GIVEN DATA
◇ ◇ ◇ ◇ ◇

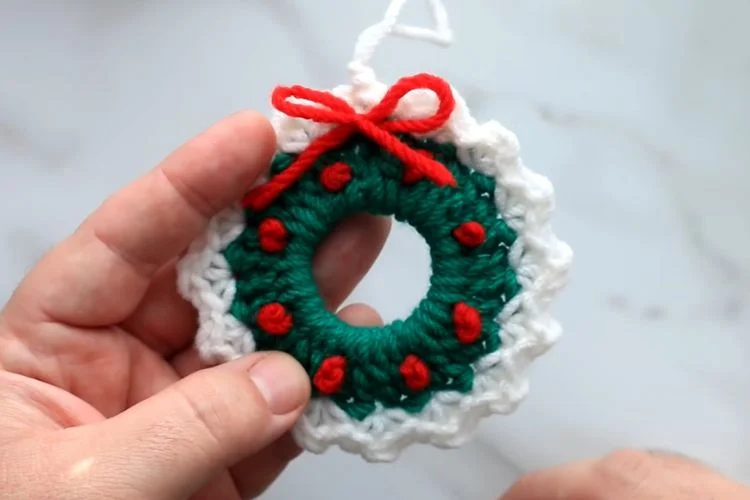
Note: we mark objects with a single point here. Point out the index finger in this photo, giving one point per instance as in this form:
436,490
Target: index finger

◇ ◇ ◇ ◇ ◇

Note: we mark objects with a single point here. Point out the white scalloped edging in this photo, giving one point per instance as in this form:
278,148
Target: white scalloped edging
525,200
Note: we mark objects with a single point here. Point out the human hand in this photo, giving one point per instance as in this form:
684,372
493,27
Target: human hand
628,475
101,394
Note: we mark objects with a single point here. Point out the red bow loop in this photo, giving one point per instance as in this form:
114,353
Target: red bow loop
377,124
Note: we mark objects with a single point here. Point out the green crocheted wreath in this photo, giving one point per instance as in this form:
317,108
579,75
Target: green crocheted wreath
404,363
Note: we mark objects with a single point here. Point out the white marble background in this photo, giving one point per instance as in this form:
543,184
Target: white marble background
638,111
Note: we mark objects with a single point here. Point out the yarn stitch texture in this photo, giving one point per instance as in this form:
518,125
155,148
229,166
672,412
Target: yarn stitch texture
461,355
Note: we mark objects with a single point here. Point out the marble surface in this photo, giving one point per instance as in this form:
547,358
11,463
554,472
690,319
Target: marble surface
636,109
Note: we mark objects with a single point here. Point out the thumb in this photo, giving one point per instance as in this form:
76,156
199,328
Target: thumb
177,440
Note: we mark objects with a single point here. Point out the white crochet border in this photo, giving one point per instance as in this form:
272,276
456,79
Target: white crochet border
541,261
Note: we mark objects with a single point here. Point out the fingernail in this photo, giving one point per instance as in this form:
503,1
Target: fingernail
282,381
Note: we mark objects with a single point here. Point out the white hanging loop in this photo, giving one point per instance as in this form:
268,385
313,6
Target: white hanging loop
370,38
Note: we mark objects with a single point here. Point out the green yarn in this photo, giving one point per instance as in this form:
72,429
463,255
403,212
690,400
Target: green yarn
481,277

◇ ◇ ◇ ◇ ◇

WHAT TO WORK ON
Gather every line from both blocks above that contains the word "hand", and copy each of those lines in full.

REPLY
Note: we mark objects with a single point here. Point out the human hand in this photo, giving one point per instance as in this form:
Target: human hand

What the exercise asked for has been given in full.